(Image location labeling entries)
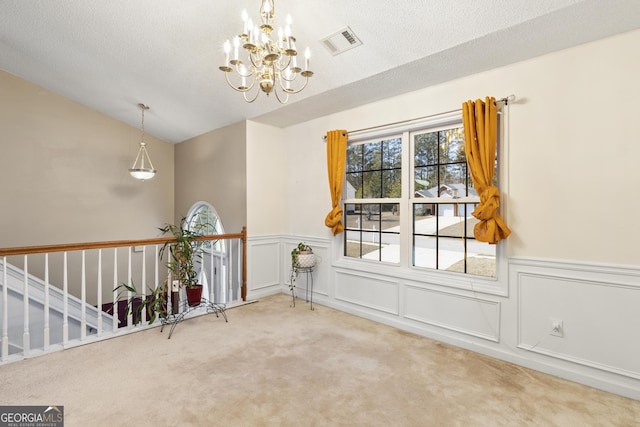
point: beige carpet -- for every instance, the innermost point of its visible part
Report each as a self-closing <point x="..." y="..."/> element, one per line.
<point x="273" y="365"/>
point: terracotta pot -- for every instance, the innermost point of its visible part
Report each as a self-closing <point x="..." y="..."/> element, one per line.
<point x="194" y="295"/>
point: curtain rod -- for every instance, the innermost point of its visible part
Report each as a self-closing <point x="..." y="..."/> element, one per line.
<point x="506" y="100"/>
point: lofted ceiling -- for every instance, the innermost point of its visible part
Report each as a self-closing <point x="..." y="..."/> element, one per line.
<point x="112" y="55"/>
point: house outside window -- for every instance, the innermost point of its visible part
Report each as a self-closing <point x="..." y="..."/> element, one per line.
<point x="423" y="221"/>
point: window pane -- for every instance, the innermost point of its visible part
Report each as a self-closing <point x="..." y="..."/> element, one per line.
<point x="354" y="158"/>
<point x="424" y="252"/>
<point x="426" y="149"/>
<point x="391" y="185"/>
<point x="426" y="180"/>
<point x="372" y="185"/>
<point x="392" y="154"/>
<point x="372" y="156"/>
<point x="353" y="186"/>
<point x="372" y="231"/>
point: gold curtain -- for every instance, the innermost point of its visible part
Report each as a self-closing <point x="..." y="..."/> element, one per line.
<point x="480" y="120"/>
<point x="336" y="161"/>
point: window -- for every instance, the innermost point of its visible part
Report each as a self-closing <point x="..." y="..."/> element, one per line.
<point x="204" y="219"/>
<point x="373" y="172"/>
<point x="434" y="206"/>
<point x="443" y="202"/>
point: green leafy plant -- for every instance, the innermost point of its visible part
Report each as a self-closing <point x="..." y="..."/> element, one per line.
<point x="185" y="252"/>
<point x="154" y="303"/>
<point x="301" y="248"/>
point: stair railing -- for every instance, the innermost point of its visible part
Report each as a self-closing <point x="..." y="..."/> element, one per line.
<point x="57" y="296"/>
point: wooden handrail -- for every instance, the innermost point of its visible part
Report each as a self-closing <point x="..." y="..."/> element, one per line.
<point x="29" y="250"/>
<point x="67" y="247"/>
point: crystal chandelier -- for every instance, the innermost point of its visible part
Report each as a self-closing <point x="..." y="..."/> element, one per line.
<point x="142" y="168"/>
<point x="272" y="64"/>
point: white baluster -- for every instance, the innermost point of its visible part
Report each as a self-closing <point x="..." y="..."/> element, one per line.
<point x="5" y="314"/>
<point x="25" y="298"/>
<point x="46" y="302"/>
<point x="115" y="294"/>
<point x="99" y="292"/>
<point x="83" y="299"/>
<point x="130" y="281"/>
<point x="143" y="285"/>
<point x="65" y="303"/>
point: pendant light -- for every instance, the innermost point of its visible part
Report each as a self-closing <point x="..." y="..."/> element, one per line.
<point x="142" y="168"/>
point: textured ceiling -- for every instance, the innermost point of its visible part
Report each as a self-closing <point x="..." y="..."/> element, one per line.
<point x="112" y="55"/>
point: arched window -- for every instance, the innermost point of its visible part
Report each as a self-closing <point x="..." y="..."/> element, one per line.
<point x="213" y="269"/>
<point x="204" y="218"/>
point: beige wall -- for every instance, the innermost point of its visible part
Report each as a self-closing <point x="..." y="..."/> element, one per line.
<point x="212" y="168"/>
<point x="572" y="172"/>
<point x="267" y="174"/>
<point x="64" y="172"/>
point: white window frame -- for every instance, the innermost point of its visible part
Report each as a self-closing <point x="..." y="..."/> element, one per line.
<point x="404" y="270"/>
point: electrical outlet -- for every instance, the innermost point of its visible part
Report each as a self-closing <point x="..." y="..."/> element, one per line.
<point x="557" y="328"/>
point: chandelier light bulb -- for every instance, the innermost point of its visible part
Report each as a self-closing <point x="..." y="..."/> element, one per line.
<point x="263" y="60"/>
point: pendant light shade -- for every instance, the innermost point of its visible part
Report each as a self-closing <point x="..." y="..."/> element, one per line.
<point x="142" y="168"/>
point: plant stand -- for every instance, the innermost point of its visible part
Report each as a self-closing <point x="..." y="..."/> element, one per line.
<point x="211" y="307"/>
<point x="308" y="271"/>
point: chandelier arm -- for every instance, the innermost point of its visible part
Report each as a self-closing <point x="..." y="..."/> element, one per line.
<point x="265" y="58"/>
<point x="306" y="81"/>
<point x="253" y="81"/>
<point x="285" y="66"/>
<point x="244" y="94"/>
<point x="275" y="90"/>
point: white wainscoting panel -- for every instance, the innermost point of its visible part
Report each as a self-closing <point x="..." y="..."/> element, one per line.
<point x="263" y="259"/>
<point x="457" y="312"/>
<point x="367" y="290"/>
<point x="599" y="310"/>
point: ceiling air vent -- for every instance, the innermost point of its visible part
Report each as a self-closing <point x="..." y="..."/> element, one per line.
<point x="341" y="41"/>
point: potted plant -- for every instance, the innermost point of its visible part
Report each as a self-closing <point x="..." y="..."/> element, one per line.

→ **INSTRUCTIONS TO FOLLOW**: Could you rewrite all the records above, changing "innermost point" to "most central point" and leaving everything else as it is? Leave the picture lines out of your answer.

→ **EXPECTED OUTPUT**:
point: beige carpet -- for every instance, the most central point of its visible part
Report each as a self-closing <point x="..." y="..."/> element, one per line.
<point x="273" y="365"/>
point: terracotta pot -- for every instance, the most central point of its visible part
Report each as a self-closing <point x="..." y="..."/> element, one per line.
<point x="194" y="295"/>
point: curtain rod -- for every instance, the most central point of its visible part
Report each as a self-closing <point x="..." y="..."/> element, one per line.
<point x="506" y="100"/>
point: lofted ceiling -- for every instance, the most central point of its visible part
Report each as a self-closing <point x="..." y="..."/> element, one per line.
<point x="112" y="55"/>
point: house outside window -- for every instance, the most central point of its visible part
Report each as a self-closing <point x="..." y="..."/> element, one per line.
<point x="423" y="221"/>
point: window pane -- for every instance, the most central point of its visible part
Report each as a self-closing <point x="..." y="..."/> element, one per line.
<point x="354" y="158"/>
<point x="424" y="252"/>
<point x="426" y="149"/>
<point x="391" y="185"/>
<point x="426" y="180"/>
<point x="372" y="185"/>
<point x="392" y="154"/>
<point x="372" y="156"/>
<point x="353" y="186"/>
<point x="372" y="231"/>
point: gold curtain -- for every instance, the most central point of its visible part
Report each as a self-closing <point x="..." y="..."/> element, one per line.
<point x="480" y="120"/>
<point x="336" y="161"/>
point: window -- for every instance, the most central point of its visible part
Report each as a self-closing <point x="..." y="..."/> element, one per line.
<point x="204" y="219"/>
<point x="373" y="172"/>
<point x="434" y="206"/>
<point x="443" y="202"/>
point: green leafy plant -- for every instance, the most central point of its visible part
Report each as a self-closing <point x="..." y="..."/> element, one per line.
<point x="185" y="252"/>
<point x="154" y="303"/>
<point x="301" y="248"/>
point: stair railing -- for every instance, the most central point of its visible part
Report each as a self-closing <point x="..." y="..."/> element, one per line.
<point x="57" y="296"/>
point: wooden handrail -- for every instance, the most central point of its visible part
Report each as a self-closing <point x="..." y="..."/> element, one per line.
<point x="29" y="250"/>
<point x="67" y="247"/>
point: crystal chandelier -- for every instance, the most central point of its visible part
Report each as a self-closing <point x="..." y="..."/> element, one per line.
<point x="142" y="168"/>
<point x="272" y="64"/>
point: white baluster -- for every instance, the most central point of its visible part
Report each as a self-closing <point x="..." y="..."/> element, one per line.
<point x="5" y="314"/>
<point x="25" y="298"/>
<point x="46" y="302"/>
<point x="115" y="294"/>
<point x="99" y="292"/>
<point x="83" y="299"/>
<point x="130" y="281"/>
<point x="143" y="285"/>
<point x="65" y="303"/>
point: pendant light -- for every instance, the most central point of its visible part
Report each as a self-closing <point x="..." y="..."/> element, one per line.
<point x="142" y="168"/>
point: textured ceiling -- for every instance, the most central point of its visible part
Report each as a self-closing <point x="..." y="..."/> element, one per line.
<point x="112" y="55"/>
point: arched window -- for every instance, the most central point of its visible part
Report each as a self-closing <point x="..." y="..."/> element, one per line.
<point x="213" y="269"/>
<point x="204" y="218"/>
point: beige wall -- for every instance, the most central point of its visible part
Report each as a self-closing <point x="..." y="..."/> element, one per line.
<point x="212" y="168"/>
<point x="572" y="172"/>
<point x="267" y="174"/>
<point x="64" y="172"/>
point: white window frame -- for every instance, the most central point of its visible part
Report each as a self-closing <point x="..." y="..."/> element, one per line.
<point x="404" y="270"/>
point: electrical outlet -- for every instance, the most central point of its visible part
Report each as a self-closing <point x="..." y="..."/> element, one per line.
<point x="557" y="328"/>
point: chandelier light bulb -- for every instance, the most central point of its visible part
Report each as a self-closing <point x="..." y="..."/> element, one per line.
<point x="263" y="60"/>
point: pendant light shade -- for every instance, the most central point of its visible part
Report each as a self-closing <point x="..." y="..."/> element, one per line.
<point x="142" y="168"/>
point: plant stand -- for every instance, the most central point of its visible part
Report each as a self-closing <point x="..." y="..."/> element, one per line.
<point x="211" y="307"/>
<point x="308" y="271"/>
point: chandelier arm -- for every instance, the most central point of its visible part
Report each as a self-closing <point x="..." y="..."/> element, one per line.
<point x="265" y="58"/>
<point x="306" y="81"/>
<point x="253" y="81"/>
<point x="285" y="66"/>
<point x="244" y="94"/>
<point x="275" y="90"/>
point: white wainscoting panel -- for every instance, the most central point of its visible part
Report each as a self-closing <point x="..." y="..."/> element, one per line.
<point x="263" y="259"/>
<point x="457" y="312"/>
<point x="367" y="290"/>
<point x="599" y="310"/>
point: ceiling air vent -- for every instance, the most central point of its visible part
Report each as a self-closing <point x="..." y="..."/> element, one per line.
<point x="341" y="41"/>
point: potted plant -- for every instance, the most central point of its visible part
Report each as a self-closing <point x="..." y="..."/> element, one per line.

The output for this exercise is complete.